**AIM 1:**
Translate this sentence from the passage on the republican movement into Spanish: "He joined the Ballymun branch of Official Sinn Fein after his return to Ireland in 1971."

Mr O'Brien (48), who said his family was from a "staunchly republican" background, joined Clann na hEireann, the exiles' branch of the republican movement, around 1970 when he worked in England as a bricklayer. There were five component parts in the republican movement; three in Ireland, one in Britain, and one in the US.

They included the Official IRA, the military wing, Official Sinn Fein, the political wing, and na Fianna, the scout movement in Ireland, Clann na hEireann in Britain and Clann na nGael in the US.

He joined the Ballymun branch of Official Sinn Fein after his return to Ireland in 1971. He was a delegate to the Comhairle Ceanntair and from time to time had to attend education lectures.

He also organised the "library" within the cumann - a box of books including The Life and Times of James Connolly and The Life and Times of Wolfe Tone. Sometimes they discussed the books at cumann meetings.

[Records from a data collection]
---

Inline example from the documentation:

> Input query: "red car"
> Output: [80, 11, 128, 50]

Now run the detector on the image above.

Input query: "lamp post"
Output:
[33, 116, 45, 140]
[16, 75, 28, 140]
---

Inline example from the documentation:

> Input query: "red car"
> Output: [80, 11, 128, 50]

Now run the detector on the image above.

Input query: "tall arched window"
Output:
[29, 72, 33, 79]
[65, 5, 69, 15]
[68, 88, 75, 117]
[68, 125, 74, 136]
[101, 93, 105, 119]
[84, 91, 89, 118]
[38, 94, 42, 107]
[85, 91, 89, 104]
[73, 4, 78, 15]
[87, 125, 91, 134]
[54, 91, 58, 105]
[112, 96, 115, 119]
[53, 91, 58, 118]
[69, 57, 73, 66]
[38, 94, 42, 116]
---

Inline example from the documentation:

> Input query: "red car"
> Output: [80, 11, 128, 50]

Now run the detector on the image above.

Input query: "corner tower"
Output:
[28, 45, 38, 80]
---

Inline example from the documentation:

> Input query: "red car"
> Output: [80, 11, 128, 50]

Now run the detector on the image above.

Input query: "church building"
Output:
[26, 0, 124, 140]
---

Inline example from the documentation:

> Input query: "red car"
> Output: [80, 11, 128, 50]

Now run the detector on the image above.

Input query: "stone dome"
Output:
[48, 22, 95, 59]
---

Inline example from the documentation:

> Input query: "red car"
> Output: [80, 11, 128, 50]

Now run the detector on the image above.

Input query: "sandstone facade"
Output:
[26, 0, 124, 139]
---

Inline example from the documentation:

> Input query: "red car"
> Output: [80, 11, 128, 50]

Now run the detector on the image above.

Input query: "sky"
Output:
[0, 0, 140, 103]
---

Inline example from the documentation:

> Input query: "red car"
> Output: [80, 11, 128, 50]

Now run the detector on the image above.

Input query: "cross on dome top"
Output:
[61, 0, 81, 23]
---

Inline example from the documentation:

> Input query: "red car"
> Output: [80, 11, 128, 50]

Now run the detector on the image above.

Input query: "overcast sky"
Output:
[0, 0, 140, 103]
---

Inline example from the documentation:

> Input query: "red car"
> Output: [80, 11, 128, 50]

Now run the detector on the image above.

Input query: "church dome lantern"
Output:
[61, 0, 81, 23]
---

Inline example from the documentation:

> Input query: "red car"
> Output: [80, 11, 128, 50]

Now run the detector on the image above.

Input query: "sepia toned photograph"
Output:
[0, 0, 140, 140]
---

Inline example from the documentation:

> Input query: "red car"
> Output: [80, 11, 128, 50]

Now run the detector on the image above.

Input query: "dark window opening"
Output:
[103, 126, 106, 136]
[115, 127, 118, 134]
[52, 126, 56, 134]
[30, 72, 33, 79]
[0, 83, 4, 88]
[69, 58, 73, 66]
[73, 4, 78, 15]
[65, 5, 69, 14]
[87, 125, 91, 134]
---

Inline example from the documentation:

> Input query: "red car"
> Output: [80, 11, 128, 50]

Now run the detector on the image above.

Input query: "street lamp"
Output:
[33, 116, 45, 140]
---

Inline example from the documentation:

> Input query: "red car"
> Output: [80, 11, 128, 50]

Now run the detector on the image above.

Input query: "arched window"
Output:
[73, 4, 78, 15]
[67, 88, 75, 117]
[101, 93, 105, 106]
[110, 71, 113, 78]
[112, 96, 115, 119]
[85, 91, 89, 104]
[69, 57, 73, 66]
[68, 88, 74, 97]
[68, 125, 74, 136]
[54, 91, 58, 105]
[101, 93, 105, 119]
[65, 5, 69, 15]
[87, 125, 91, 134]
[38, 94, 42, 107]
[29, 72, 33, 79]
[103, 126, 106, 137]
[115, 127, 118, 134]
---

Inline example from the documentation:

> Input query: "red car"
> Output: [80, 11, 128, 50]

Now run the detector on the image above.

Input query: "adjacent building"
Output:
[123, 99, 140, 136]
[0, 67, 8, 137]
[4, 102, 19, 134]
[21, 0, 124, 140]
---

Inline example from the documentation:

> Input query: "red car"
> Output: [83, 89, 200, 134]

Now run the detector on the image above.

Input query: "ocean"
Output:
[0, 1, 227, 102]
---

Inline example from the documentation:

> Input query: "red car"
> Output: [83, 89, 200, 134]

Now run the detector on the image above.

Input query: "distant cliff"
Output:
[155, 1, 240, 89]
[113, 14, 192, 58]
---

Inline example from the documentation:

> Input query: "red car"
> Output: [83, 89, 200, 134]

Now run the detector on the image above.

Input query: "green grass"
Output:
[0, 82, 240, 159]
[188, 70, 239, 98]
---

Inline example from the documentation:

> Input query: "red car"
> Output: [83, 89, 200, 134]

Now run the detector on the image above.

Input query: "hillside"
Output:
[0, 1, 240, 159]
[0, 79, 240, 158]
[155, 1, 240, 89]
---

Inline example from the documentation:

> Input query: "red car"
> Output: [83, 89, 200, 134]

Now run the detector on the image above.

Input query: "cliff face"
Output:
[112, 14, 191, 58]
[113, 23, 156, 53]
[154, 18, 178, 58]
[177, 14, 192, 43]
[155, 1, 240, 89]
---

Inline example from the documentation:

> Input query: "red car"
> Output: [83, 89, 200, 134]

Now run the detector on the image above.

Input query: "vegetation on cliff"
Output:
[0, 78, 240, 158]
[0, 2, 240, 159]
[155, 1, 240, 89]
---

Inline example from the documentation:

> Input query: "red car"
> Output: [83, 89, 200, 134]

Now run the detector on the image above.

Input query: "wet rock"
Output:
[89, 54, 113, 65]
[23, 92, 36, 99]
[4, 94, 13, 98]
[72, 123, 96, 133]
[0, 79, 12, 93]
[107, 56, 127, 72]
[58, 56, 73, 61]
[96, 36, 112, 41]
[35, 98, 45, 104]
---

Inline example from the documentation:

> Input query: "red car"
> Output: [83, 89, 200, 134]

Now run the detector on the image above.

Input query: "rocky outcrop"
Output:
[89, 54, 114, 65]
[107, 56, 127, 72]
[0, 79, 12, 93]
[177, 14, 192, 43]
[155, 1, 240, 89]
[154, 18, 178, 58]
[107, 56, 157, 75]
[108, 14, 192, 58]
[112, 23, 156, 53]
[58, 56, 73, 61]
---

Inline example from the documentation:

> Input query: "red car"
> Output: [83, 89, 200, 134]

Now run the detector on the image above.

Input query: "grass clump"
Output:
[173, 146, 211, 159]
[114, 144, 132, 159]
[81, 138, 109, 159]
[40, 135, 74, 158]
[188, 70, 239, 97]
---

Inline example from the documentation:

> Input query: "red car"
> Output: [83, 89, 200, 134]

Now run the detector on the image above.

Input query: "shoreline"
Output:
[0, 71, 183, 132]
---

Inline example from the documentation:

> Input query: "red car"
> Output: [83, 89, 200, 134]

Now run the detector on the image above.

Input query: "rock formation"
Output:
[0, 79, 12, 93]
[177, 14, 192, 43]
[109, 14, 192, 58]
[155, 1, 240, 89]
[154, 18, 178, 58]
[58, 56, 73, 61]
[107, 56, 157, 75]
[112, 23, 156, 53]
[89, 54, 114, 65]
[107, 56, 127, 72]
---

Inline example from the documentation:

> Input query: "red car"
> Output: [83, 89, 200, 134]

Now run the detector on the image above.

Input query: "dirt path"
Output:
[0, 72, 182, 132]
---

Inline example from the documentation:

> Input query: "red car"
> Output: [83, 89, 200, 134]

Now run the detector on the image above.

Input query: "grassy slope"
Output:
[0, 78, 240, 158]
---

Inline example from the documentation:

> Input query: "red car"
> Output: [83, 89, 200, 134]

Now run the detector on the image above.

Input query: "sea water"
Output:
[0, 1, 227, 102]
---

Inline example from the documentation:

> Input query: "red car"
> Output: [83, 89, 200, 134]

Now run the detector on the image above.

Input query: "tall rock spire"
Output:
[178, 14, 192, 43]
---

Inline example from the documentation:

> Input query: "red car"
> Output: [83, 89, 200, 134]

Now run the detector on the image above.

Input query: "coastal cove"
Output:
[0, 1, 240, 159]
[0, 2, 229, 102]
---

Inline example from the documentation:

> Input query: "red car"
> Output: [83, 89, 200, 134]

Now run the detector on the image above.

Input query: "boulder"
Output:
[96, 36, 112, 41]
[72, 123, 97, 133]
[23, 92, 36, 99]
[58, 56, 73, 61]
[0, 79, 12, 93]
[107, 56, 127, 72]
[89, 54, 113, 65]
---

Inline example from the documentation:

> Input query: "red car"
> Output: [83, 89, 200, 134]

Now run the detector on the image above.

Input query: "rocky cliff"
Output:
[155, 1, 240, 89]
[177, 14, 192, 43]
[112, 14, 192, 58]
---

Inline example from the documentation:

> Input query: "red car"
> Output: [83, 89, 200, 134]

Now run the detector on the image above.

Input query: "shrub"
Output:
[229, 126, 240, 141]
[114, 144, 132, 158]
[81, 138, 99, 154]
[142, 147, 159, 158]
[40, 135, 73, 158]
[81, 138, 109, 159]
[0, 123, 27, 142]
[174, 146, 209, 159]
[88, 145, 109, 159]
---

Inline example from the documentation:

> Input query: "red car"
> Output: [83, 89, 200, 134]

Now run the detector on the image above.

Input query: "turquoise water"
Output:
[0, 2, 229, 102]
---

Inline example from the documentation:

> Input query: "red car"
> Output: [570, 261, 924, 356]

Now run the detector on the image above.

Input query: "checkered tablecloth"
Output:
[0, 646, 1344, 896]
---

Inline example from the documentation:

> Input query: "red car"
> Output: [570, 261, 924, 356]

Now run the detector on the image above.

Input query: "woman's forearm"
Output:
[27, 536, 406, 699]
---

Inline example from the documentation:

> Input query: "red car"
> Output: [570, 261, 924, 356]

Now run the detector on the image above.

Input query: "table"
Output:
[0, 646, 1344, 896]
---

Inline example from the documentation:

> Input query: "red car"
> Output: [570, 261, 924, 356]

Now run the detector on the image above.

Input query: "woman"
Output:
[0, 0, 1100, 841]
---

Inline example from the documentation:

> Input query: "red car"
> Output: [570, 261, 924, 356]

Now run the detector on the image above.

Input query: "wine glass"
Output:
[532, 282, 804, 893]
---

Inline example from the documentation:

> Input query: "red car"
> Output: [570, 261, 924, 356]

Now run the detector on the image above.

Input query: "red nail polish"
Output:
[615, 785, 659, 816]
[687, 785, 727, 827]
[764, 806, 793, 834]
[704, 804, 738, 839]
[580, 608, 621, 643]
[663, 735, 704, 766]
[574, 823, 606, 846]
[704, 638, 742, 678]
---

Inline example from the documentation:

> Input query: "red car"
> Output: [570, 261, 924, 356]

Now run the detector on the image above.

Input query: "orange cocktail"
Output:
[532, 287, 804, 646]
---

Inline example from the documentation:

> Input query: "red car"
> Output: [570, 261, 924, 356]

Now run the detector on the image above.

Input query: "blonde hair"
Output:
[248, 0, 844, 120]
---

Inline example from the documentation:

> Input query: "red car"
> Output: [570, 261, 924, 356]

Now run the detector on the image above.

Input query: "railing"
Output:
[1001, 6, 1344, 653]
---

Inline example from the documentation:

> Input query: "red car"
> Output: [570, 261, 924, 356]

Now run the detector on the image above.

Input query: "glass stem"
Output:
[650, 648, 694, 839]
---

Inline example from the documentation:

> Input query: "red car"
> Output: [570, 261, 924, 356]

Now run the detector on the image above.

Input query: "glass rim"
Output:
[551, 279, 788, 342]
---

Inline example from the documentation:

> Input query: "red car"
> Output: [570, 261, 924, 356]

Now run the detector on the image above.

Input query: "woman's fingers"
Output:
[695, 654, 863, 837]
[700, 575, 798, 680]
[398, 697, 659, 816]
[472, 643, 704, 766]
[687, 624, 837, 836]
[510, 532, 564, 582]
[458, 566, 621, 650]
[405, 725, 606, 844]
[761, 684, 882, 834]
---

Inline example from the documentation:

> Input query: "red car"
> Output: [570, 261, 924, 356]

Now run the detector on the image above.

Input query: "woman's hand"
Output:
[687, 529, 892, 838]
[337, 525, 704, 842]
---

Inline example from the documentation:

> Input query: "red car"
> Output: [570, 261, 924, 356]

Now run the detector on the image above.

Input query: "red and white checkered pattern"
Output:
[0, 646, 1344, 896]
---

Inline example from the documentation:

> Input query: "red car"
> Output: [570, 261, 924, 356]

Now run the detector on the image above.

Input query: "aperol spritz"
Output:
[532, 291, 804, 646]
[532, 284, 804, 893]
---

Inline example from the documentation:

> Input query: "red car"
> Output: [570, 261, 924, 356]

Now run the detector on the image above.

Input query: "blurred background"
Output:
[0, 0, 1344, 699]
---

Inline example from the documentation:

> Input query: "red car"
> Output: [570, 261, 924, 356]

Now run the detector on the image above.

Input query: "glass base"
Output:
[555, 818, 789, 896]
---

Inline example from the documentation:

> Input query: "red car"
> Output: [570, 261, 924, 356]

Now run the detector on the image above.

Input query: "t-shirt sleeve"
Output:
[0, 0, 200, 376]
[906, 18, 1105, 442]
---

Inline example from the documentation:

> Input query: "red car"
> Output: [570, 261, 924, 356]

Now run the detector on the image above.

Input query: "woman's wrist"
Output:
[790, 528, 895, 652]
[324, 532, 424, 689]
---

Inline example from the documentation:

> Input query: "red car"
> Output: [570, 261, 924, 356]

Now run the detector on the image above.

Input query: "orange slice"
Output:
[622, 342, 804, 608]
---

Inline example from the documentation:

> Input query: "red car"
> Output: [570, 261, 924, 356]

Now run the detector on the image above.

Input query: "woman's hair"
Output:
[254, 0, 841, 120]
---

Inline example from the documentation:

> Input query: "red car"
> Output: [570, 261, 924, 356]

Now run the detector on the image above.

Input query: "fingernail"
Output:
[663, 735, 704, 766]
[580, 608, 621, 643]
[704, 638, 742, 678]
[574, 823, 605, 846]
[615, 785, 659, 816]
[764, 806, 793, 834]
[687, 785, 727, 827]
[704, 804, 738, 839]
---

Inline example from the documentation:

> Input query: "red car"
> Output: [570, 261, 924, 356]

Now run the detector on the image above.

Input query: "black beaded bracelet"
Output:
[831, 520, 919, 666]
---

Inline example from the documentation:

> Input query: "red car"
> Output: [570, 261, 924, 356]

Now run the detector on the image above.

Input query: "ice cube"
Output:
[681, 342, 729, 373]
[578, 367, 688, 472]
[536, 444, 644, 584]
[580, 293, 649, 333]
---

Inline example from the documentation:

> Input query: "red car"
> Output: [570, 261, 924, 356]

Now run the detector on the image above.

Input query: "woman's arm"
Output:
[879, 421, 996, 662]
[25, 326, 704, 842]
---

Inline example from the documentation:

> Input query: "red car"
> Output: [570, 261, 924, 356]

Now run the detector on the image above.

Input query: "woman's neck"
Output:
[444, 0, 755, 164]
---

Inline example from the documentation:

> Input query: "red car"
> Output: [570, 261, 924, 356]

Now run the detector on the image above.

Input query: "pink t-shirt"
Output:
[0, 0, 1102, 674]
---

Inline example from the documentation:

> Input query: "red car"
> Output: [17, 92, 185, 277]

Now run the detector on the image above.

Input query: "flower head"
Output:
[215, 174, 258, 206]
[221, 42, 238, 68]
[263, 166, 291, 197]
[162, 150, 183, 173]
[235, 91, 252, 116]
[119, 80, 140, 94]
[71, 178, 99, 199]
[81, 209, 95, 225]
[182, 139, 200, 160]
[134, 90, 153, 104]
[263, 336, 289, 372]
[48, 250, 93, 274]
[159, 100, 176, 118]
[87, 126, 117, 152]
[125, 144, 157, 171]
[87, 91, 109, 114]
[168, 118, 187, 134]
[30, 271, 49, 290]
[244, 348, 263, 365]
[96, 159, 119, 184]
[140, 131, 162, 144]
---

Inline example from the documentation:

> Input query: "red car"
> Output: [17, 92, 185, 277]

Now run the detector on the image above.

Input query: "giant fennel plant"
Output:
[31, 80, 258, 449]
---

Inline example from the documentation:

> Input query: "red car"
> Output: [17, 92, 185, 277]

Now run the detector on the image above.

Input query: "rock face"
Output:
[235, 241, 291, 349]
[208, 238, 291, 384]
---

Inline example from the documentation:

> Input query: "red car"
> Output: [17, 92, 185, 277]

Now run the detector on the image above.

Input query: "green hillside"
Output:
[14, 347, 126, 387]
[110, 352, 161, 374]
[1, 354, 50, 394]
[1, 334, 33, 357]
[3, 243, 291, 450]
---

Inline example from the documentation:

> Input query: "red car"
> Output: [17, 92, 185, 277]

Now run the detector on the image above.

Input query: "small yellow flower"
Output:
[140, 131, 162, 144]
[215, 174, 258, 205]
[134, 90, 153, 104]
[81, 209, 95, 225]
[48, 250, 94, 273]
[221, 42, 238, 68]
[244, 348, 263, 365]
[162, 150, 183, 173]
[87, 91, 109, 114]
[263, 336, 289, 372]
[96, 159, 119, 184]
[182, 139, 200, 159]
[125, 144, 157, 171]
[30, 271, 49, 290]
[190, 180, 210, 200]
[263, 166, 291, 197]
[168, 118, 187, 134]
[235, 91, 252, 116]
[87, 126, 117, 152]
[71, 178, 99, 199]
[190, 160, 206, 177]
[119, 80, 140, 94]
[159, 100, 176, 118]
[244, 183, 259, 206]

**AIM 2:**
Pull out every line of the listing that contains the word "window".

**EXERCISE OUTPUT 1:**
Se afilió a la sección de Ballymun del Official Sinn Fein tras regresar a Irlanda en 1971.

**EXERCISE OUTPUT 2:**
Input query: "tall arched window"
Input query: "dark window opening"
Input query: "arched window"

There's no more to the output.